*TASK DETAILS*. The copy must match the data word for word and contain no pictures.

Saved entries
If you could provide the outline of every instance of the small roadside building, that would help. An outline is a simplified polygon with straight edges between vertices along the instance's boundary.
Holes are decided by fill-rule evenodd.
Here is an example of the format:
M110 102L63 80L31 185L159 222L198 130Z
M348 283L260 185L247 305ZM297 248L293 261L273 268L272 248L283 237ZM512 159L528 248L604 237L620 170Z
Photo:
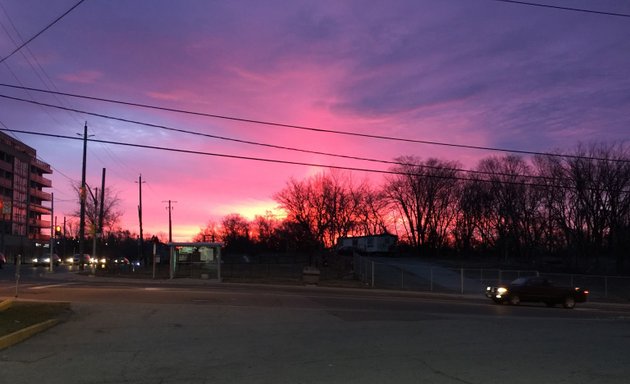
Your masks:
M221 281L223 243L168 243L169 277L190 277Z
M337 249L353 249L364 253L390 253L397 243L398 236L389 233L341 237L337 241Z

*TASK OUTPUT*.
If you could provide the outline of every instance of the small roadside building, that would help. An outline is a simplified polygon with straight edges between vertices along the instance's boundary.
Holes are decided by fill-rule evenodd.
Here is an example of the format:
M110 102L63 80L31 185L159 222L198 130Z
M348 283L260 185L247 305ZM297 248L293 261L273 268L272 248L283 237ZM512 159L528 248L604 237L620 170Z
Photo:
Your masks:
M221 281L223 243L168 243L169 277L190 277Z
M337 249L353 249L364 253L390 253L397 243L398 236L389 233L341 237L337 241Z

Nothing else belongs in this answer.